Given records »

*** Block opens ***

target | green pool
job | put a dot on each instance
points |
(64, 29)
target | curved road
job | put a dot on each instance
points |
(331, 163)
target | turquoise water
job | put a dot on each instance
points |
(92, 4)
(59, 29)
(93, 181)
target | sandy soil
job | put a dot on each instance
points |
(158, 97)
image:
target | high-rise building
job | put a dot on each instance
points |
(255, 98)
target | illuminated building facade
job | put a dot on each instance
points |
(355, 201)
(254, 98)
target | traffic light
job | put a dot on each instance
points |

*** Block closes ***

Aim of the exercise »
All of the material must be given again without any change.

Exercise solution »
target | green pool
job | put a dot on each instance
points |
(64, 29)
target | curved road
job | put a dot on each instance
points |
(331, 163)
target | turquoise water
job | put a dot on each instance
points |
(92, 4)
(59, 29)
(93, 181)
target | sandy soil
job | put a dot on each instance
points |
(158, 97)
image:
target | high-rise building
job | put a dot on each instance
points |
(255, 98)
target | illuminated building facade
job | put a dot on each instance
points |
(355, 201)
(254, 98)
target | traffic light
job | put a dot on each instance
points |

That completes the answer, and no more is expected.